* **Problem requirements**: Could you write out the records exactly as they are given?

━━━━━ Data records ━━━━━

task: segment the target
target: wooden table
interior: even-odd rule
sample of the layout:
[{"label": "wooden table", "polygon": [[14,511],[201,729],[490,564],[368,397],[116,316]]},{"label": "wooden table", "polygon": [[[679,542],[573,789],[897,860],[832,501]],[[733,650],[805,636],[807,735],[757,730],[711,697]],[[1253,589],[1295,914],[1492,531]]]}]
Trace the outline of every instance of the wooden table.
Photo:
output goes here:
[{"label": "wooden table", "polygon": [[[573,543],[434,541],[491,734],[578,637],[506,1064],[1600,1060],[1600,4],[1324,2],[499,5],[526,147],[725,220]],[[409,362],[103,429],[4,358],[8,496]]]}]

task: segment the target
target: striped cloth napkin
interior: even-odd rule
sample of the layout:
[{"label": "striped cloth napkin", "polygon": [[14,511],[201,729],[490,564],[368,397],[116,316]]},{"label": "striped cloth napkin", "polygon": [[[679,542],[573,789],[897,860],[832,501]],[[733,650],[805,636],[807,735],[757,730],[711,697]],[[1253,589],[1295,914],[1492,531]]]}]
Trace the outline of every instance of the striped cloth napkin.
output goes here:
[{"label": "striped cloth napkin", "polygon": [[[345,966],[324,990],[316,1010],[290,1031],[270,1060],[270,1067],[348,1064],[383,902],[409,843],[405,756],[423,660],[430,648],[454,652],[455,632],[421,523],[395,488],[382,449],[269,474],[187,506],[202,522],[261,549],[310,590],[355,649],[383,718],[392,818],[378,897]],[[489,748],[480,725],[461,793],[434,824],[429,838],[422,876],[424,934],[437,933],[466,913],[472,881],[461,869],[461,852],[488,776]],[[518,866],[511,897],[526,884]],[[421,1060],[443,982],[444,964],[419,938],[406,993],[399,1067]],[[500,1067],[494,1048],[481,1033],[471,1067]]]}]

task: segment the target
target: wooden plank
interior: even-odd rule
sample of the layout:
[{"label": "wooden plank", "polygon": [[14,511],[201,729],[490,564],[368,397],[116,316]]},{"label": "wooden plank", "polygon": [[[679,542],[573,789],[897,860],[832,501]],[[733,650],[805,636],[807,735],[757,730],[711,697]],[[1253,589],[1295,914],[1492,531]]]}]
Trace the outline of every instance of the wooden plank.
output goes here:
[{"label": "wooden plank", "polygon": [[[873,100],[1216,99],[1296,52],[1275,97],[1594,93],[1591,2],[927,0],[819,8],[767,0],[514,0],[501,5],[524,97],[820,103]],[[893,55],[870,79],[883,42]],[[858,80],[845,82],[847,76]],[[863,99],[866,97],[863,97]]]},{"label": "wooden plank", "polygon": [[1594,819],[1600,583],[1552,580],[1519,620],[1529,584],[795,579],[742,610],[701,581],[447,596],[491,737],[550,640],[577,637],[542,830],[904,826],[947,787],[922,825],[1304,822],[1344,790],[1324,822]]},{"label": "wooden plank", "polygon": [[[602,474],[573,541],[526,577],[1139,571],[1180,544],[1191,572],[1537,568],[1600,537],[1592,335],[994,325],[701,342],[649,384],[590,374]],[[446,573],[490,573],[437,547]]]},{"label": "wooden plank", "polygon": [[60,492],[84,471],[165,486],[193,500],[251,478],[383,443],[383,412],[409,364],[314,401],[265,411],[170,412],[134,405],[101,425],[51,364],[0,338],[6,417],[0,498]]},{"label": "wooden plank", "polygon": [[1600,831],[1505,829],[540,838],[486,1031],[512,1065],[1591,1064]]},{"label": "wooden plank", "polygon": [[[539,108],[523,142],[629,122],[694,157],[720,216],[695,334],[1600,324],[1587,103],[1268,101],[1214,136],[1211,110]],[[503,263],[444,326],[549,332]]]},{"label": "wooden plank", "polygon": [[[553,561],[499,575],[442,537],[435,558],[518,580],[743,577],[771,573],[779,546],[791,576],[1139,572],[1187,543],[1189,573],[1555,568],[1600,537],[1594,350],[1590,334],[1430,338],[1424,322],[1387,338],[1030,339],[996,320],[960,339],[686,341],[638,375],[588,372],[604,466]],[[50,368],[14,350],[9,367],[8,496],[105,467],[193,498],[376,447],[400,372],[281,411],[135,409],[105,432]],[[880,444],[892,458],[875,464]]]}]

━━━━━

* **Your solution**:
task: segment the target
target: wooden table
interior: even-odd rule
sample of the layout:
[{"label": "wooden table", "polygon": [[14,511],[201,729],[490,564],[368,397],[116,316]]},{"label": "wooden table", "polygon": [[[679,542],[573,789],[897,860],[832,501]],[[733,650],[805,636],[807,735],[757,730],[711,697]],[[1253,589],[1295,914],[1492,531]]]}]
Trace the outline of every instance of the wooden table.
Photo:
output goes here:
[{"label": "wooden table", "polygon": [[[573,543],[434,541],[491,734],[578,637],[506,1064],[1600,1060],[1600,4],[1324,2],[499,5],[526,147],[725,220]],[[409,362],[103,429],[4,358],[8,496]]]}]

task: segment the target
target: striped cloth napkin
interior: even-odd rule
sample of the layout:
[{"label": "striped cloth napkin", "polygon": [[14,511],[201,729],[490,564],[368,397],[116,316]]},{"label": "striped cloth napkin", "polygon": [[[679,542],[573,789],[897,860],[832,501]],[[733,650],[805,636],[807,735],[757,730],[711,697]],[[1253,589],[1295,914],[1492,531]]]}]
Trace the outline of every instance of the striped cloth napkin.
output goes here:
[{"label": "striped cloth napkin", "polygon": [[[345,966],[324,990],[316,1010],[290,1031],[270,1060],[270,1067],[348,1064],[383,902],[409,843],[405,756],[423,660],[430,648],[454,652],[455,632],[421,523],[395,488],[382,449],[269,474],[187,506],[202,522],[261,549],[310,590],[355,649],[383,718],[392,818],[378,897]],[[489,748],[480,725],[461,793],[434,824],[429,838],[422,876],[424,934],[437,933],[466,913],[472,881],[461,869],[461,852],[488,776]],[[518,866],[511,897],[526,884]],[[421,1060],[443,982],[444,964],[419,938],[406,993],[399,1067]],[[500,1067],[494,1048],[481,1033],[471,1067]]]}]

task: segment the target
target: wooden plank
interior: even-odd rule
sample of the layout:
[{"label": "wooden plank", "polygon": [[14,511],[201,729],[490,564],[368,397],[116,316]]},{"label": "wooden plank", "polygon": [[[679,542],[573,789],[897,860],[832,501]],[[733,650],[805,636],[807,735],[757,730],[711,697]],[[1253,589],[1295,914],[1492,531]]]}]
Trace the outline of every instance of the wooden plank.
output goes here:
[{"label": "wooden plank", "polygon": [[[873,100],[1216,99],[1296,52],[1275,97],[1594,93],[1591,2],[927,0],[819,8],[767,0],[514,0],[501,5],[524,97],[820,103]],[[893,55],[870,79],[883,42]],[[858,80],[845,82],[847,76]],[[863,99],[866,97],[863,97]]]},{"label": "wooden plank", "polygon": [[1594,819],[1600,583],[1552,580],[1519,620],[1529,584],[795,579],[742,610],[701,581],[447,596],[491,737],[550,640],[577,637],[542,830],[904,826],[947,787],[922,825],[1304,822],[1344,790],[1324,822]]},{"label": "wooden plank", "polygon": [[[602,474],[573,541],[526,577],[1139,571],[1180,544],[1191,572],[1537,568],[1600,537],[1592,335],[994,325],[701,342],[649,384],[590,374]],[[446,573],[490,573],[437,547]]]},{"label": "wooden plank", "polygon": [[60,492],[84,471],[165,486],[193,500],[251,478],[383,443],[383,412],[409,364],[314,401],[265,411],[170,412],[134,405],[101,425],[51,364],[0,338],[6,417],[0,498]]},{"label": "wooden plank", "polygon": [[1600,831],[1505,829],[540,838],[486,1031],[512,1065],[1591,1064]]},{"label": "wooden plank", "polygon": [[[539,108],[523,142],[629,122],[694,157],[720,216],[695,334],[1600,324],[1587,103],[1268,101],[1214,136],[1211,110]],[[503,263],[444,326],[549,332]]]},{"label": "wooden plank", "polygon": [[[553,561],[499,575],[442,537],[435,558],[518,580],[743,577],[771,573],[779,546],[791,576],[1139,572],[1187,543],[1189,573],[1555,568],[1600,537],[1594,350],[1590,334],[1430,338],[1424,322],[1387,338],[1030,339],[996,320],[960,339],[686,341],[638,375],[588,372],[604,466]],[[50,368],[14,350],[9,367],[8,496],[105,467],[193,498],[376,447],[400,372],[281,411],[135,409],[105,432]],[[880,444],[892,458],[875,464]]]}]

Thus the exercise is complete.